***** Dataset excerpts

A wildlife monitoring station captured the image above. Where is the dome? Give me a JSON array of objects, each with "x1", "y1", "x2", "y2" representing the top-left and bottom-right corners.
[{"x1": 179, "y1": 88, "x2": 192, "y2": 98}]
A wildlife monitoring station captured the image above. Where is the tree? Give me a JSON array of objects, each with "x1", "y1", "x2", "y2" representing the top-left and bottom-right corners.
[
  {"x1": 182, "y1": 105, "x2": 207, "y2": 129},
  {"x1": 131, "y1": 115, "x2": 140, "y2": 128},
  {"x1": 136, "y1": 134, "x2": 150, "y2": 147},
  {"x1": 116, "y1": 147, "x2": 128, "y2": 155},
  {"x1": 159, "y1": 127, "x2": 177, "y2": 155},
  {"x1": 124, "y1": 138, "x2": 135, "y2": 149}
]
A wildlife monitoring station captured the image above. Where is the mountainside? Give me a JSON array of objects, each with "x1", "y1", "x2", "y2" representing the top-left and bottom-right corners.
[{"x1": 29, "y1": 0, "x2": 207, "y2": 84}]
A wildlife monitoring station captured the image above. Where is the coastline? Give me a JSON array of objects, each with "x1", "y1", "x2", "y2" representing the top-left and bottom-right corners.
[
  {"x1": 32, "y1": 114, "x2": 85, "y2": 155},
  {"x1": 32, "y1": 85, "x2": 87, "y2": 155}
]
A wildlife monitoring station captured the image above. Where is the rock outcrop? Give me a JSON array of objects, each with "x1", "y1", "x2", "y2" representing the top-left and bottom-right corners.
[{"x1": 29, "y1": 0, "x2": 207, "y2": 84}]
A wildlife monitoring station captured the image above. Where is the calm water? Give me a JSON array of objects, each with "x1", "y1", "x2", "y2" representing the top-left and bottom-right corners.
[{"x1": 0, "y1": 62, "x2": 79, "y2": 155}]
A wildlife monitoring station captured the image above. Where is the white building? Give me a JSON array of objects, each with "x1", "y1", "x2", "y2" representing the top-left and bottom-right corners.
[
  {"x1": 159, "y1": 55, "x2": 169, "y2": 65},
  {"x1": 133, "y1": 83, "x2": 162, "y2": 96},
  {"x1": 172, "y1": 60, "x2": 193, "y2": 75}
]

**********
***** Dataset excerpts

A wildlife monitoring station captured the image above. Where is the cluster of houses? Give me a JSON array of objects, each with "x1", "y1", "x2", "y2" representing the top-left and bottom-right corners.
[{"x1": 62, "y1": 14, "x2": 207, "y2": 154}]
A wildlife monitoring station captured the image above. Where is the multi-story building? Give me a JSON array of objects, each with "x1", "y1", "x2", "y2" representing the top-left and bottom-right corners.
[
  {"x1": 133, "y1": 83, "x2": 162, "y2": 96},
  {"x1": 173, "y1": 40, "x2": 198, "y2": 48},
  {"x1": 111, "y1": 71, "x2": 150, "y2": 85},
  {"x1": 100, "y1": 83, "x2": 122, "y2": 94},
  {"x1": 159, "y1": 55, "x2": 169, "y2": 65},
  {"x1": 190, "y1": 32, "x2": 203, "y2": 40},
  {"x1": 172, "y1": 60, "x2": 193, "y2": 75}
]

**********
***** Dataset excerpts

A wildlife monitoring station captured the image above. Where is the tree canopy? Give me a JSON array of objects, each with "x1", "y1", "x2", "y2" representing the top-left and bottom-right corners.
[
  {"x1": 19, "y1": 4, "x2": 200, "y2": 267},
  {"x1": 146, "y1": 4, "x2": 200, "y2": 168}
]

**********

Your goal -
Pull out every line in the rows above that contains the string "building" and list those lines.

Response -
A wildlife monitoring station captured the image above. Where is the white building? Give me a JSON array of objects, each with "x1", "y1", "x2", "y2" representing the top-left and bottom-right corners.
A wildlife monitoring station captured the image above. Where is the multi-story building? Give me a JSON array of objects, each with "x1", "y1", "x2", "y2" representing the top-left and bottom-right corners.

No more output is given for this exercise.